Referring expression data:
***

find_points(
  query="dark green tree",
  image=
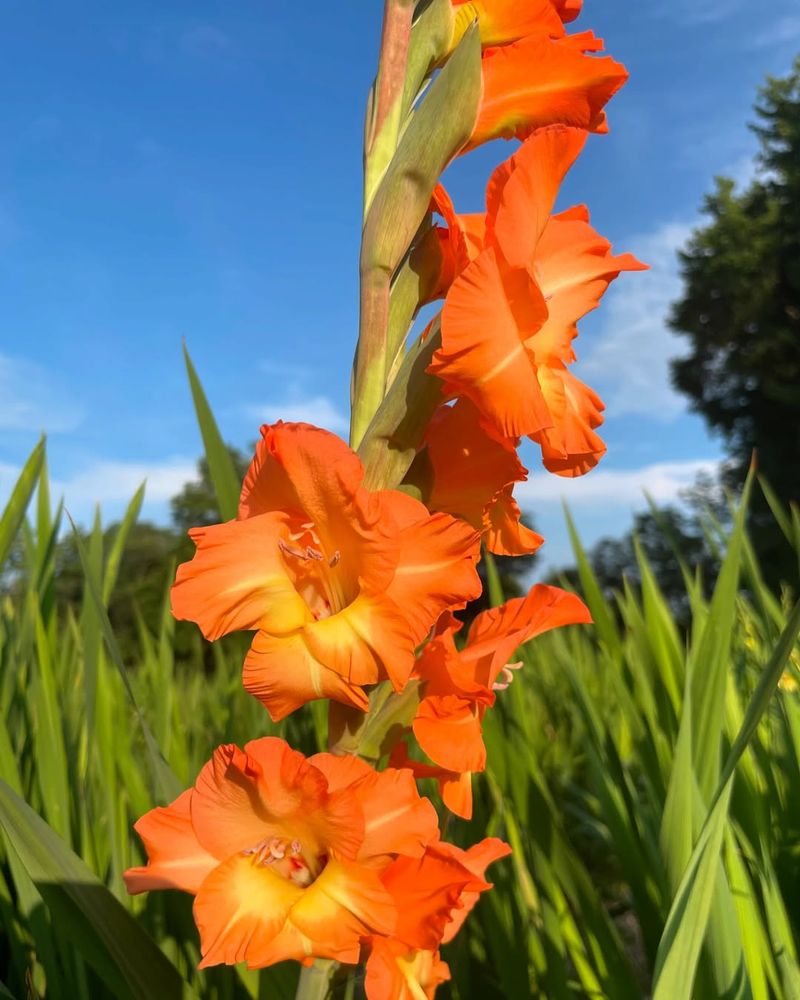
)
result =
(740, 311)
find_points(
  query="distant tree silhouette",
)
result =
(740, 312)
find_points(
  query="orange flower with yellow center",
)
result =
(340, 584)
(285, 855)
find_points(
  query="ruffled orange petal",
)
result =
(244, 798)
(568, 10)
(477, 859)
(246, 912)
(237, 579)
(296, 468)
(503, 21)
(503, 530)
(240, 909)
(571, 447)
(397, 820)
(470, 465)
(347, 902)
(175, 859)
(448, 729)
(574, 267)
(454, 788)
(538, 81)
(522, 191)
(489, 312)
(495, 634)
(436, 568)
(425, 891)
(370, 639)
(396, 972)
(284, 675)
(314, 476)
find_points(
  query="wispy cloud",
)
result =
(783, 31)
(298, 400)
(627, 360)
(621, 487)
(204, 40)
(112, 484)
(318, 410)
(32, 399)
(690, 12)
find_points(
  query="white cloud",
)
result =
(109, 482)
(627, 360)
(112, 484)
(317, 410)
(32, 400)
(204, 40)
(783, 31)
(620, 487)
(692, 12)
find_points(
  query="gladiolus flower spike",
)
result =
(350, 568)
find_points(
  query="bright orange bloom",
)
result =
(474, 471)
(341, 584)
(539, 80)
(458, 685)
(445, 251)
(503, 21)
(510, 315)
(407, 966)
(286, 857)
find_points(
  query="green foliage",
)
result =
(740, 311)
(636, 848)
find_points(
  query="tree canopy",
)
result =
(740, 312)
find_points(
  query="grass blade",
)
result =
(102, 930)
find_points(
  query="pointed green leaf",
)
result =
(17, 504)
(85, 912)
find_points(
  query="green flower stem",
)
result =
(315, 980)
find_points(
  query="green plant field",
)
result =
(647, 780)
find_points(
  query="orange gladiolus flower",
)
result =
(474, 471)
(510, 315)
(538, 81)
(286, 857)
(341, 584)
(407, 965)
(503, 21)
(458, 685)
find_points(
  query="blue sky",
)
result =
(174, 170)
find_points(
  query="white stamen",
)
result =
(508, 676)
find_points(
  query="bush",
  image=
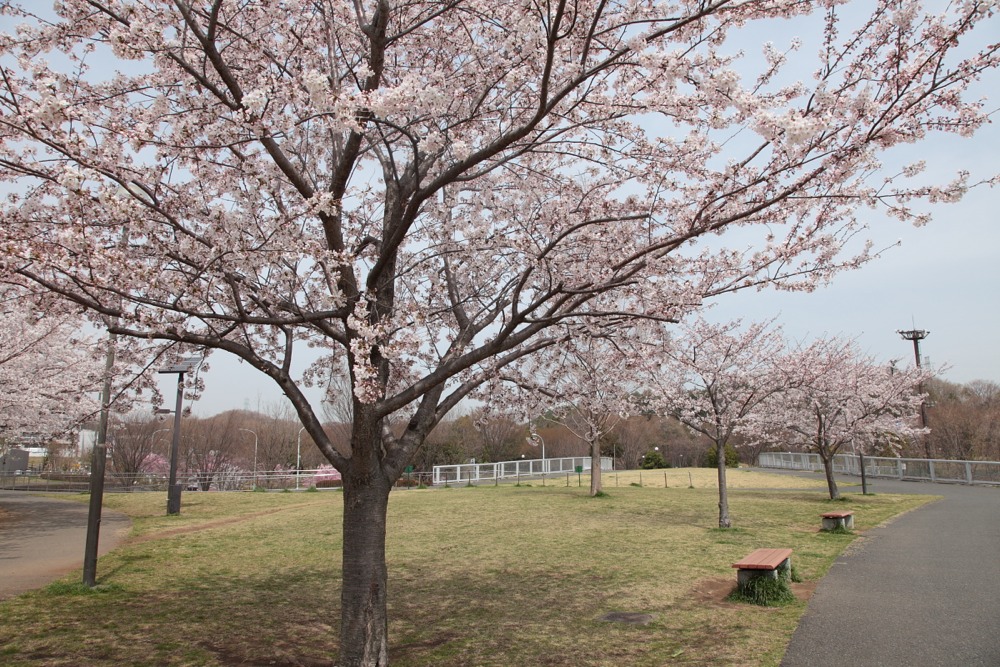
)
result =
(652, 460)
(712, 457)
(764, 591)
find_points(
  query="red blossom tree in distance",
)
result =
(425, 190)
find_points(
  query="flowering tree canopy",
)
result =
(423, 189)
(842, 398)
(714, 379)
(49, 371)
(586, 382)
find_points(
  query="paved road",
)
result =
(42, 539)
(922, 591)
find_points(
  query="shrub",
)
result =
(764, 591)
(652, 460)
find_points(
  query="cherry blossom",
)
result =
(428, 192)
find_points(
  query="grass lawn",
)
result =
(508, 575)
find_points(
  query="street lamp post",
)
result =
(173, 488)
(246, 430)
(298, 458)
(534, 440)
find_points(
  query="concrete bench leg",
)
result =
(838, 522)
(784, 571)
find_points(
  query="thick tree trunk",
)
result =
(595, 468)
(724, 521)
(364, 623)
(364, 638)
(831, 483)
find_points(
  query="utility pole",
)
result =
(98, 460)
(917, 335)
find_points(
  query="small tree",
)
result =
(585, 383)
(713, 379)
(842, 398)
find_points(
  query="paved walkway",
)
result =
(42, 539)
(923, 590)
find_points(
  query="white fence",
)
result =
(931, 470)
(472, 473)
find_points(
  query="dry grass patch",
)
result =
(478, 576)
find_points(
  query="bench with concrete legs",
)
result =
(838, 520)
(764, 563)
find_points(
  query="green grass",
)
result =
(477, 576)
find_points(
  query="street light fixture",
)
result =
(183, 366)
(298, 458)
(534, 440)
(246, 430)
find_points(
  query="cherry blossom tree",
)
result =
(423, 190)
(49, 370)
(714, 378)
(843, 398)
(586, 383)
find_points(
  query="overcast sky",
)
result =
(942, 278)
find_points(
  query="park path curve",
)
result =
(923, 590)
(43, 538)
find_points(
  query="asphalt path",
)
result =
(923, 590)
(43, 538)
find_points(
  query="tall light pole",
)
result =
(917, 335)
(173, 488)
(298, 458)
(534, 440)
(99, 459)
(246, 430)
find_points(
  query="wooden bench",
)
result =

***

**Activity**
Identify each line in the records above that contains the word "bench", and copy it out in full.

**Written response**
  query="concrete bench leg",
  query="bench with concrete legs",
  query="wooden bench",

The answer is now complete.